| Selected passage |
★ ★ ★ ★ ★

Philippa Hitchen is currently in the United Kingdom awaiting the arrival of Pope Benedict
XVI on Thursday 16th September. She filed this report :
Just over 16 centuries
ago, around the year 397 AD, a missionary bishop traveled from Rome to the remote,
windswept shores of Scotland to strengthen local people in their Christian faith,
first inherited from the Romans. His name was Ninian and though little is known
about his life or his mission there, his legacy as the evangeliser of southern Scotland
is celebrated each year on September 16th. Now, on St Ninian’s day 2010,
another bishop is coming from Rome to strengthen the Catholic community in the faith
and to stress the vital role that religion can play, even is the most secular context
that is the United Kingdom today. Over the past year, the government, churches,
schools and ordinary Catholics, led by Cardinal Keith Patrick O’Brien have been working
closely together, planning “a grand Scottish spectacle”, to welcome Pope Benedict
to this country, while at the same time raising funds for charities including two
local cancer hospices and a feeding project for children in developing countries. The
Duke of Edinburgh, Prince Phillip may be meeting the Pope on his arrival at Edinburgh
airport and Queen Elizabeth may be receiving him at her Holyroodhouse Palace for the
first formal event of this visit, but it’s the St Ninian’s day parade through the
central Prince’s Street that will provide the most vivid experience of Scotland’s
history and traditions. Over a thousand pipers and hundreds of school children will
lead the parade, clad in their colourful tartan dress …and as you may have heard,
a new St Ninian’s day tartan design has been created especially for this occasion! Taking
part in the parade will also be dozens of characters in costumes charting the tumultuous
history of Christianity in Scotland, including St Columba, St Margaret, Mary Queen
of Scots, John Knox, and from more recent times the Olympic runner Eric Liddell, poet
and writer George Mackay Brown and novelist Muriel Spark. From the Scottish capital,
famed for its international festivals and listed amongst the UNESCO world heritage
sites, the Pope then travels across to Glasgow, the working class heartland of Catholicism,
where tens of thousands of Irish immigrants fled with their families in past centuries
to escape famine and hardships back home. This week thousands more Irish Catholics
are making the journey over to Glasgow to take part in the Mass that Pope Benedict
will celebrate in Bellahouston Park, before flying down to London on Thursday evening.
The Pope may only be spending about ten hours on Scottish soil, but the people
north of the border here from all different churches and backgrounds are determined
that this will be one visit he’ll never forget!

★ ★ ★ ★ ★

| Data |
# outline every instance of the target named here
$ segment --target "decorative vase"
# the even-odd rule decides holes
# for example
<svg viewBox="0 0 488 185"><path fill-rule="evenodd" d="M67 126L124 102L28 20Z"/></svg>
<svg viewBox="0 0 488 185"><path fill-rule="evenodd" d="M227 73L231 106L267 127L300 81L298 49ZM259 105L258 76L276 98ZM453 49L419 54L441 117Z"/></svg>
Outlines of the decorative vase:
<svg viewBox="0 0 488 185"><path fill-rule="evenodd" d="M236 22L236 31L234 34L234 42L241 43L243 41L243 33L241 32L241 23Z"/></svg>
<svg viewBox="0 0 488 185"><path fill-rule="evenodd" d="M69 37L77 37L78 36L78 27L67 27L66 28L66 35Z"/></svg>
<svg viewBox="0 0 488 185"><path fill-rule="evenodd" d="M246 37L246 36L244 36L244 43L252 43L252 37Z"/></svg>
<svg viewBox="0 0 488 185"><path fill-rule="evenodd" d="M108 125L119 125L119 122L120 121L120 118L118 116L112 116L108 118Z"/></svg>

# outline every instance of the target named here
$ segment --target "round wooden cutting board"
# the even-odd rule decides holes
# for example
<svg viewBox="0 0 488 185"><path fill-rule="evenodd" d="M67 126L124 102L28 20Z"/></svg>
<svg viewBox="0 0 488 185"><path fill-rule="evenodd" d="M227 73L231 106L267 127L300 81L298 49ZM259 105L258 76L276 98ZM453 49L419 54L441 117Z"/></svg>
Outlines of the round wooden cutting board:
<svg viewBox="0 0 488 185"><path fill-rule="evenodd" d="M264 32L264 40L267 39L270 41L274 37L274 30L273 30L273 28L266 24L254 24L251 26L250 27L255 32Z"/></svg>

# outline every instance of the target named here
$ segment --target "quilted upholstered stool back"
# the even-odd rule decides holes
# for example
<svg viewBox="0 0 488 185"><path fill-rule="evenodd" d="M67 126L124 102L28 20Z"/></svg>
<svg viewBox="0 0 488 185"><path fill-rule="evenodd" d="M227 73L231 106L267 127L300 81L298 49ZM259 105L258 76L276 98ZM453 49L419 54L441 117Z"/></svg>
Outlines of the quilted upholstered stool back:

★ ★ ★ ★ ★

| Task requirements |
• a. Answer these questions from the report on the papal visit to Scotland:
(i) Around what year did Ninian travel from Rome to Scotland?
(ii) In which park will Pope Benedict celebrate Mass in Glasgow?
(iii) About how many hours will the Pope spend on Scottish soil?
• b. From the report on the papal visit to Scotland, reproduce word for word the stretch from "The Pope may" through "he’ll never forget!".

| Answers by item |
• a.
(i) Around the year 397 AD.
(ii) Bellahouston Park.
(iii) About ten hours.

• b.
The Pope may only be spending about ten hours on Scottish soil, but the people
north of the border here from all different churches and backgrounds are determined
that this will be one visit he’ll never forget!